Records for the task -

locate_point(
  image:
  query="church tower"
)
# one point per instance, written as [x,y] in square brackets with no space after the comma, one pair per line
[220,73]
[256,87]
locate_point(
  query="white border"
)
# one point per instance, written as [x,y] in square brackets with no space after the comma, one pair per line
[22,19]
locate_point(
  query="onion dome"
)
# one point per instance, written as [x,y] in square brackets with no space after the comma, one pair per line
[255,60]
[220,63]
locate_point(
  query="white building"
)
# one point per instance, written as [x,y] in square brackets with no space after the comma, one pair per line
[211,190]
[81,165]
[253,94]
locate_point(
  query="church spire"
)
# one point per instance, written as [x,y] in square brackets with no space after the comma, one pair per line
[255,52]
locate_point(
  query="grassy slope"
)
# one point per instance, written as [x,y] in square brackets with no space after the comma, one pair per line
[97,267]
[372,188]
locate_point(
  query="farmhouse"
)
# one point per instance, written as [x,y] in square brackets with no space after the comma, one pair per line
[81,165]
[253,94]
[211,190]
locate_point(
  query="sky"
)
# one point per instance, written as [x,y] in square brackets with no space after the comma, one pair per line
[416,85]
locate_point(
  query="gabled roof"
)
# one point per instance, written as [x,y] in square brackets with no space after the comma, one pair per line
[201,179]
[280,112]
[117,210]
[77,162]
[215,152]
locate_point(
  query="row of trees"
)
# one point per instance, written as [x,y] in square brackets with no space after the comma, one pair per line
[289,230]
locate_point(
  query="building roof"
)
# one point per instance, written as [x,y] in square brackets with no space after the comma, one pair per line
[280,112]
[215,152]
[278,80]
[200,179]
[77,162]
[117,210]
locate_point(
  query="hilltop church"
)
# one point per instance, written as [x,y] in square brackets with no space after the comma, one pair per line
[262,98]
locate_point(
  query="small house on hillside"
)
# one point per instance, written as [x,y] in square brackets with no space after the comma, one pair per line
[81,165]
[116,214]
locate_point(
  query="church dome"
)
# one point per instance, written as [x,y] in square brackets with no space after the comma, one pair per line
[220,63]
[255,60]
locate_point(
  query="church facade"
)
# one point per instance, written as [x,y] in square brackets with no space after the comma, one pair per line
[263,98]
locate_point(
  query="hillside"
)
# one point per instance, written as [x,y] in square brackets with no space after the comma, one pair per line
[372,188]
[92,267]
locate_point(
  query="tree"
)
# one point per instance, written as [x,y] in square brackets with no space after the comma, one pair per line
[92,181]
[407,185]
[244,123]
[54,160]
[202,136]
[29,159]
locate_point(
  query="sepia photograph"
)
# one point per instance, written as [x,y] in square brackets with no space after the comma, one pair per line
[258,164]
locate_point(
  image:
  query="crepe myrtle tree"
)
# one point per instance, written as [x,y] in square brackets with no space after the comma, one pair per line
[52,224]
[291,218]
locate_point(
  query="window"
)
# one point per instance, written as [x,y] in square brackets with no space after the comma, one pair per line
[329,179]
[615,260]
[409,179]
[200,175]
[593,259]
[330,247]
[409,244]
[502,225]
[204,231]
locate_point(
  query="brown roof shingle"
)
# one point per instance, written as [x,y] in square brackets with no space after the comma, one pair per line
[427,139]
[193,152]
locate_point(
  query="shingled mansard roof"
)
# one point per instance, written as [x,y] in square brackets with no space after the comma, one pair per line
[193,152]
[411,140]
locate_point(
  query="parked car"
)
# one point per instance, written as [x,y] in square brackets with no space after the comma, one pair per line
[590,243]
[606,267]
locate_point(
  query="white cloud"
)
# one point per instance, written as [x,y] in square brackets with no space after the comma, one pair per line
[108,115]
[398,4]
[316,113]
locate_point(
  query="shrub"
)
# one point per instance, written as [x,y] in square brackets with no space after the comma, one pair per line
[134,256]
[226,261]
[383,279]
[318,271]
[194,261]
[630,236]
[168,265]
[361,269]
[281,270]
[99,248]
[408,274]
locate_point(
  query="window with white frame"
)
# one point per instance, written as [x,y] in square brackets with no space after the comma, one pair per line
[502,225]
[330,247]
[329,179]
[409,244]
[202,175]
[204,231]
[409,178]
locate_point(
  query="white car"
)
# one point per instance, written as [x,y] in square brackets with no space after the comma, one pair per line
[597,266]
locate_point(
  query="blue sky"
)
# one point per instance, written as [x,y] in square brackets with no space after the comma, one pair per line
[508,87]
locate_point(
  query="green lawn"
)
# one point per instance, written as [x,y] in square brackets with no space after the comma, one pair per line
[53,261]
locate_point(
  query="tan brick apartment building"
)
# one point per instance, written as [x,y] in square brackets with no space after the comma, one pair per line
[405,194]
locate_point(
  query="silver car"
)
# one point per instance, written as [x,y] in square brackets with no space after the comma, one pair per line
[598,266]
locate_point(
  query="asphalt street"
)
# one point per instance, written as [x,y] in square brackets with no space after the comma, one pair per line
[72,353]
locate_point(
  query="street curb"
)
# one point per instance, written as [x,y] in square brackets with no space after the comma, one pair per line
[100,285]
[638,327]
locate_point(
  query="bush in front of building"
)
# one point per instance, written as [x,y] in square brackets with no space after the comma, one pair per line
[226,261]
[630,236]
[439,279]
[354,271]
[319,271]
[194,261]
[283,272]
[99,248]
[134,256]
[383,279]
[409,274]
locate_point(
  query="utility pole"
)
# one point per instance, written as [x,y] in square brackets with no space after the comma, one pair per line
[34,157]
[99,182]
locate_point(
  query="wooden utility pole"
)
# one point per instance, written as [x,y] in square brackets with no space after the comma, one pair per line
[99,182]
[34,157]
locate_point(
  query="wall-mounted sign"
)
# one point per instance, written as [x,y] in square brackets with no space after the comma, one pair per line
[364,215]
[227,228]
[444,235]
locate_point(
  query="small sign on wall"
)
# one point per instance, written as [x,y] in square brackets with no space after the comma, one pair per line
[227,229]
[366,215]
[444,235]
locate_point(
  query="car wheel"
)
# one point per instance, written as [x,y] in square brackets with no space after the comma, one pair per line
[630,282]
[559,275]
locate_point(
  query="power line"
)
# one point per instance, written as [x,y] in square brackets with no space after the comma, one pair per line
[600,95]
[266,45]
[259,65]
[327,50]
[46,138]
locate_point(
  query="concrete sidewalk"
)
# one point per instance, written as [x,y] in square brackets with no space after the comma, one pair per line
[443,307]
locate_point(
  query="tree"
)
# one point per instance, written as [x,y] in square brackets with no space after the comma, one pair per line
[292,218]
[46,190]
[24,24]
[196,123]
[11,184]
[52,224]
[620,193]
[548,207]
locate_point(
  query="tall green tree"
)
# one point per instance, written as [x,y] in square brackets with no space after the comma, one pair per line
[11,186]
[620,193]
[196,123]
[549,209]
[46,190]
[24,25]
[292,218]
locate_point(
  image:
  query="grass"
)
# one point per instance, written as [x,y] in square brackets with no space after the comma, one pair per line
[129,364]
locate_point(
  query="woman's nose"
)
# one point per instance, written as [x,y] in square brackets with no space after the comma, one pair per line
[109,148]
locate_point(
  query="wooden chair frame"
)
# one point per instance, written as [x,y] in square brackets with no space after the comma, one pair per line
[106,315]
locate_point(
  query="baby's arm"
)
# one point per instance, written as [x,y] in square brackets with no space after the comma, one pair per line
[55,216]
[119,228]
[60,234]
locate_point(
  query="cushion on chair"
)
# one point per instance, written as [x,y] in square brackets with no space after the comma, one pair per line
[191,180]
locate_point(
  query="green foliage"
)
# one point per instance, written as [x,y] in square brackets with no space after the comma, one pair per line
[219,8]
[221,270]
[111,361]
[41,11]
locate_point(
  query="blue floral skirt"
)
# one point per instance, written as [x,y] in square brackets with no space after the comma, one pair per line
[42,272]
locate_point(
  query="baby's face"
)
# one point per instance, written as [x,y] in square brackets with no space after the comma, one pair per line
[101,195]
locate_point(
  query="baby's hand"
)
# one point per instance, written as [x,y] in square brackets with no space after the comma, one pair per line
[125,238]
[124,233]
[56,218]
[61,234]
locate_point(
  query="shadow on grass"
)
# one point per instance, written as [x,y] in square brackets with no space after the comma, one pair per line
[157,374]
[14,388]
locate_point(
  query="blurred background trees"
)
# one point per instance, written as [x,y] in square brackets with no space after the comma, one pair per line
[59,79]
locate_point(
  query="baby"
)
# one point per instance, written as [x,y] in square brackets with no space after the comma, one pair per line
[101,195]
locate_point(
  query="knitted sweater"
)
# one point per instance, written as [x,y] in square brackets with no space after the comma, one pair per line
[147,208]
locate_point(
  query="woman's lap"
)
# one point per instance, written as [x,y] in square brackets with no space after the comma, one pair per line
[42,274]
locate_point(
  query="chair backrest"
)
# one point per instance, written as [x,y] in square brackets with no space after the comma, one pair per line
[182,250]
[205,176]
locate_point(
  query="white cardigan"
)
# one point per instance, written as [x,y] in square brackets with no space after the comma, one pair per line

Exercise details - Copy each line of the listing that contains the string "pole".

Response -
  query="utility pole"
  query="wooden utility pole"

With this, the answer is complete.